Required task
Please go through the listing below and copy out each line that includes the word "sink".

Record set
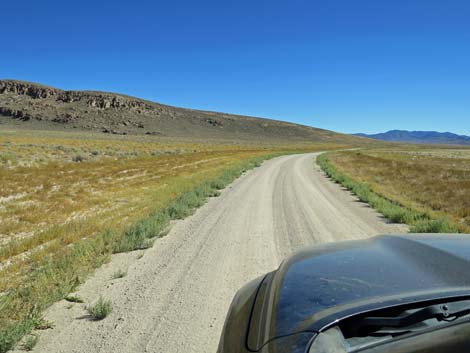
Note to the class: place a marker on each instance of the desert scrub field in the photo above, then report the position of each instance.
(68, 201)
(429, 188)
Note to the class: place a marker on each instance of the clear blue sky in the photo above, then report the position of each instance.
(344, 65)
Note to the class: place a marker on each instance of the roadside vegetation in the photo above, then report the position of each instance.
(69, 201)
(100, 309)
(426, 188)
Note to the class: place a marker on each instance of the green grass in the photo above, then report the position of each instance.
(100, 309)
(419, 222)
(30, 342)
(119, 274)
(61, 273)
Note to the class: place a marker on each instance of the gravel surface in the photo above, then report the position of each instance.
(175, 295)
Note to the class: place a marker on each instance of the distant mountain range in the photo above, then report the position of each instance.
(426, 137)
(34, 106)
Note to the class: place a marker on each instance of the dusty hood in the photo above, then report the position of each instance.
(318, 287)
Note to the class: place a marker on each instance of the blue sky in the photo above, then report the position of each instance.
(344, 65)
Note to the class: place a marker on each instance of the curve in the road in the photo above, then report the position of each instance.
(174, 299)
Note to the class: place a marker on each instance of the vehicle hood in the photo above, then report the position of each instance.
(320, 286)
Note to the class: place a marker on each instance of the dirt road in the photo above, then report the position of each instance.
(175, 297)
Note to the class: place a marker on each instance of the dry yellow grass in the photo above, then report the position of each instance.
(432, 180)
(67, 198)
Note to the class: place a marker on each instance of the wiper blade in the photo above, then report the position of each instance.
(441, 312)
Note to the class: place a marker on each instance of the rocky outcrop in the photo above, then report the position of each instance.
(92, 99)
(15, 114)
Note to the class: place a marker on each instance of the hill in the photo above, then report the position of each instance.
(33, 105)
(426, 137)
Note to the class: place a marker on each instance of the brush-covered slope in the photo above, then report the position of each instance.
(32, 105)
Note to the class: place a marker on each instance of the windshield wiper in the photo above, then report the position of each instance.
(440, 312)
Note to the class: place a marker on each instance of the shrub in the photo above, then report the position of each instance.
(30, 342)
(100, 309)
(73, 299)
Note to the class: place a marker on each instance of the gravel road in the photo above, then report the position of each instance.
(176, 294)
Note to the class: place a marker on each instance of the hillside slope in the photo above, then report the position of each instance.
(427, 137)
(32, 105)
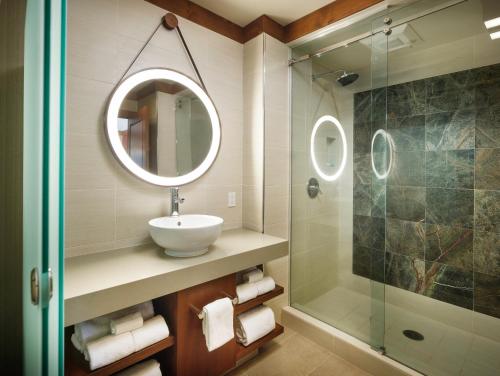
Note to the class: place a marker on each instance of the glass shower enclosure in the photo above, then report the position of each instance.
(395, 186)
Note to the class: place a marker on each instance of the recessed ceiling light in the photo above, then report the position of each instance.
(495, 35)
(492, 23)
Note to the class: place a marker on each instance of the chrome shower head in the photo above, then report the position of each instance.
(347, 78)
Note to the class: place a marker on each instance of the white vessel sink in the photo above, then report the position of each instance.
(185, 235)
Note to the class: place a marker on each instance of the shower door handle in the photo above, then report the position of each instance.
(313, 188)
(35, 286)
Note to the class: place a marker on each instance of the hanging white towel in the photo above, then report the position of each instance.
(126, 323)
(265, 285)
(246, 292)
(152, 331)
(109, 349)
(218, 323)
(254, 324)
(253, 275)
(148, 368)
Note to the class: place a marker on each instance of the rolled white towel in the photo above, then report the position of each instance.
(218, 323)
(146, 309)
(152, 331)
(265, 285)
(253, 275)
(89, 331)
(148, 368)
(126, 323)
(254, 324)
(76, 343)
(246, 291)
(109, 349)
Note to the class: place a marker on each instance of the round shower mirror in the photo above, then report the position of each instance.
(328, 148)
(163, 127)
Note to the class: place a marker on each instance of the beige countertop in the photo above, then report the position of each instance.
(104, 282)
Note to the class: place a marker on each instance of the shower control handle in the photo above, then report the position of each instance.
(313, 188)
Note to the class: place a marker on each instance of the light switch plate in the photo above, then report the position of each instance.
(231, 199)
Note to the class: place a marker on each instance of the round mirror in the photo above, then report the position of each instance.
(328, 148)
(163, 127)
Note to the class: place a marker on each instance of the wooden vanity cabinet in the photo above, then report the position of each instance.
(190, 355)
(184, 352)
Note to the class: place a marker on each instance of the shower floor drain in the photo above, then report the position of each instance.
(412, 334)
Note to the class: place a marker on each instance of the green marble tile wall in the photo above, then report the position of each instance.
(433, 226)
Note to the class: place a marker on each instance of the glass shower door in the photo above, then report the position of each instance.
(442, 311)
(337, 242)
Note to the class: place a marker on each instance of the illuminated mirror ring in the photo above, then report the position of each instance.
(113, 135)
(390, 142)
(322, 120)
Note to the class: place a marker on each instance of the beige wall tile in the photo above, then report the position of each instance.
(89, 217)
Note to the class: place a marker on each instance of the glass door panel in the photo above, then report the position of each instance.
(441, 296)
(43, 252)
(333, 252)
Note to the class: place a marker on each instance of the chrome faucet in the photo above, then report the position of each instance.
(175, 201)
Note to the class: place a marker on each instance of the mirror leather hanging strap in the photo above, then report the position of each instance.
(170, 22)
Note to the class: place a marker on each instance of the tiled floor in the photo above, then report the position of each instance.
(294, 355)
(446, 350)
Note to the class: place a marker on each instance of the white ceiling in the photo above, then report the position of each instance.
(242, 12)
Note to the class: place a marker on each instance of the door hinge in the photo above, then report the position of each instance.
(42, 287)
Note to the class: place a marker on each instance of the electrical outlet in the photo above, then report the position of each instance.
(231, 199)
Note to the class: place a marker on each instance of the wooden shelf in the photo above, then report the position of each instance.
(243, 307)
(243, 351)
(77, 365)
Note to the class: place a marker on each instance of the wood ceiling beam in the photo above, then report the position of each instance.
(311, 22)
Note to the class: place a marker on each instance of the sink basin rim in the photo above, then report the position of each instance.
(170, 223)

---

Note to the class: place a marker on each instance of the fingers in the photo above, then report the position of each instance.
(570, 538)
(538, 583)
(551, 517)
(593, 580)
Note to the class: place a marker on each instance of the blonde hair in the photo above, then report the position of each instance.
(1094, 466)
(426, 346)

Written answer
Note to the class: place a marker on each instance of the white vessel sink in the photo above, then report the position of each instance.
Note to the class: place a marker on each instance of the sink basin rim in the photo above, then report the position of each instance.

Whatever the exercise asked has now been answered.